Task —
Without changing a single word, output each entry.

The data —
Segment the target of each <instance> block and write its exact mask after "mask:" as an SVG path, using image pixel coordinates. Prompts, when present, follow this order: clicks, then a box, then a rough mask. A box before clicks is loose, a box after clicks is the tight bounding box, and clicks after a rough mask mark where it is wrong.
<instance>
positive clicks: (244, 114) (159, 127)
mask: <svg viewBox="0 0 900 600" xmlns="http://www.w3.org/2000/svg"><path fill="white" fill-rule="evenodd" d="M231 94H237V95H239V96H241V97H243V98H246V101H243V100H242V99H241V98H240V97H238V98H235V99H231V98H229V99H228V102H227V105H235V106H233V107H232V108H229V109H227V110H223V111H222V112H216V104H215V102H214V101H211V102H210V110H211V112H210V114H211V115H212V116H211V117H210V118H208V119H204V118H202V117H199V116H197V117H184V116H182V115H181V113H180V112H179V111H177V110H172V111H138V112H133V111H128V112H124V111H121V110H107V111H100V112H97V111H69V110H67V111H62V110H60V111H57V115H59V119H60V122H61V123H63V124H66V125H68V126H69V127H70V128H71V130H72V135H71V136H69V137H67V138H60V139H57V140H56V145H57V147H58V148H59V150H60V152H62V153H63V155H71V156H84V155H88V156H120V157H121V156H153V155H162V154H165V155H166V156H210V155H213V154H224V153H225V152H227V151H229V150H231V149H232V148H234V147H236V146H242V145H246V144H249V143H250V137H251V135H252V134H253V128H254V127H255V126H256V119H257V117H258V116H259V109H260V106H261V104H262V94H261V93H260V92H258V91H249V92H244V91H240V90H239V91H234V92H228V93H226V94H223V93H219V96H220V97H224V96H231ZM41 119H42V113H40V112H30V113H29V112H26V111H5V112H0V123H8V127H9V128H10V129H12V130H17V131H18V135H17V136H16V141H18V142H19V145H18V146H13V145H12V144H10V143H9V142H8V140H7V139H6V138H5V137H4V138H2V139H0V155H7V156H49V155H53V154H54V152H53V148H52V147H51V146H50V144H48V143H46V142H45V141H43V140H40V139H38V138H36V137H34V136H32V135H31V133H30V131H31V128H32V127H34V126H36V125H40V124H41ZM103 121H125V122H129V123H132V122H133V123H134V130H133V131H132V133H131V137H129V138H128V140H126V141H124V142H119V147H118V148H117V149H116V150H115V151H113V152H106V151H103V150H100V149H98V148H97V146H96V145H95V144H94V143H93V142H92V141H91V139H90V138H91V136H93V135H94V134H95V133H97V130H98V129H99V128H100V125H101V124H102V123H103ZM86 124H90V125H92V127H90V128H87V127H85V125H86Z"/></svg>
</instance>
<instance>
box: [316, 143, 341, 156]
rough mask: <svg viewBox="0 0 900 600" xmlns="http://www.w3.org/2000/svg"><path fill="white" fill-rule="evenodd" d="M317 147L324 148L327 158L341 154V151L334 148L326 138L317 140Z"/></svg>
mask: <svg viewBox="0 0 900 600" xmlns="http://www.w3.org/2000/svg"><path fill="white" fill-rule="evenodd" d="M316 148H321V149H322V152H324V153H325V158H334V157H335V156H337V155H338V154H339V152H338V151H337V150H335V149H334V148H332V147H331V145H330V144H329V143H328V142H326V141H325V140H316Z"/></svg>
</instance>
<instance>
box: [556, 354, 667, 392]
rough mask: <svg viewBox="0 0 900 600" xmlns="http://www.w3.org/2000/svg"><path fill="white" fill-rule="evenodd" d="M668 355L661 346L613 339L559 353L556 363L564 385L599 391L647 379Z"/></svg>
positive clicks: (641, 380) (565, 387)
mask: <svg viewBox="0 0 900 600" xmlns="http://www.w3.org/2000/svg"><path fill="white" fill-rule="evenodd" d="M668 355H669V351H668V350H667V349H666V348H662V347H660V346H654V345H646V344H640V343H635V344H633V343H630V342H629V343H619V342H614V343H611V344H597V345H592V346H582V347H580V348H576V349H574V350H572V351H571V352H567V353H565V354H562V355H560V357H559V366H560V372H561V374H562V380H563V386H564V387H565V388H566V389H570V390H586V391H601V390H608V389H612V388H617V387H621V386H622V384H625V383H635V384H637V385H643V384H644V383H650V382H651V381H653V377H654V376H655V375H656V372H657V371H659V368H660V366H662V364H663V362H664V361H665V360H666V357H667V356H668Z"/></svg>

Exercise output —
Segment the target of each <instance> block and write its exact mask after "mask:" as an SVG path, using image pixel coordinates. Prompts, when present, follow this order: clicks, then a box, then a rough mask. A box before clicks is loose, a box after clicks is the tight bounding box, and clicks after a rough mask mark where it is wrong.
<instance>
positive clicks: (244, 114) (159, 127)
mask: <svg viewBox="0 0 900 600" xmlns="http://www.w3.org/2000/svg"><path fill="white" fill-rule="evenodd" d="M231 94H237V95H239V96H241V97H243V98H246V101H243V100H242V99H241V98H240V97H238V98H235V99H231V98H229V99H228V102H227V105H235V106H233V107H232V108H229V109H227V110H223V111H222V112H216V104H215V102H214V101H211V102H210V110H211V112H210V114H211V115H212V116H211V117H210V118H208V119H204V118H202V117H199V116H197V117H184V116H182V115H181V113H180V112H179V111H177V110H172V111H138V112H133V111H128V112H124V111H121V110H107V111H100V112H97V111H69V110H67V111H62V110H60V111H57V115H59V119H60V122H61V123H63V124H66V125H68V126H69V127H70V128H71V130H72V135H71V136H69V137H67V138H60V139H57V140H56V145H57V147H58V148H59V150H60V152H62V153H63V155H71V156H84V155H88V156H120V157H121V156H153V155H162V154H165V155H166V156H210V155H213V154H224V153H225V152H227V151H229V150H231V149H232V148H234V147H236V146H242V145H246V144H249V143H250V137H251V135H252V134H253V128H254V127H255V126H256V119H257V117H258V116H259V109H260V106H261V104H262V94H261V93H260V92H258V91H249V92H244V91H240V90H239V91H234V92H228V93H226V94H223V93H219V96H220V97H224V96H231ZM41 119H42V113H40V112H30V113H29V112H26V111H5V112H0V123H8V127H9V128H10V129H12V130H17V131H18V135H17V136H16V141H18V142H19V145H18V146H13V145H12V144H10V143H9V142H8V140H7V139H6V138H5V137H4V138H2V139H0V155H7V156H49V155H53V154H54V152H53V148H52V147H51V146H50V144H48V143H46V142H45V141H43V140H40V139H38V138H36V137H34V136H32V135H31V133H30V131H31V128H32V127H34V126H36V125H40V124H41ZM103 121H125V122H129V123H132V122H133V123H134V130H133V131H132V133H131V137H129V138H128V140H126V141H124V142H119V147H118V148H117V149H116V150H115V151H113V152H106V151H103V150H100V149H98V148H97V146H96V145H95V144H94V143H93V142H92V141H91V139H90V138H91V136H93V135H94V134H95V133H97V130H98V129H99V128H100V125H101V124H102V123H103ZM86 124H90V125H92V127H90V128H87V127H85V125H86Z"/></svg>
</instance>
<instance>
box: [316, 143, 341, 156]
rough mask: <svg viewBox="0 0 900 600" xmlns="http://www.w3.org/2000/svg"><path fill="white" fill-rule="evenodd" d="M317 147L324 148L327 158L341 154V151L334 148L326 138L317 140Z"/></svg>
mask: <svg viewBox="0 0 900 600" xmlns="http://www.w3.org/2000/svg"><path fill="white" fill-rule="evenodd" d="M316 148H321V149H322V152H324V153H325V158H334V157H335V156H337V155H338V154H339V152H338V151H337V150H335V149H334V148H332V147H331V145H330V144H329V143H328V142H326V141H325V140H316Z"/></svg>
</instance>
<instance>
box: [556, 354, 667, 392]
rough mask: <svg viewBox="0 0 900 600" xmlns="http://www.w3.org/2000/svg"><path fill="white" fill-rule="evenodd" d="M668 355L661 346L613 339L559 353L556 363L564 385L599 391L647 379Z"/></svg>
positive clicks: (641, 380) (565, 387)
mask: <svg viewBox="0 0 900 600" xmlns="http://www.w3.org/2000/svg"><path fill="white" fill-rule="evenodd" d="M668 355H669V351H668V350H667V349H666V348H662V347H660V346H654V345H646V344H640V343H635V344H633V343H630V342H629V343H619V342H614V343H611V344H597V345H592V346H582V347H580V348H576V349H574V350H572V351H571V352H567V353H565V354H562V355H560V357H559V366H560V372H561V374H562V380H563V386H564V387H565V388H566V389H570V390H586V391H601V390H608V389H612V388H617V387H621V386H622V384H625V383H635V384H637V385H643V384H644V383H650V382H651V381H653V377H654V376H655V375H656V372H657V371H659V368H660V366H662V364H663V362H664V361H665V360H666V357H667V356H668Z"/></svg>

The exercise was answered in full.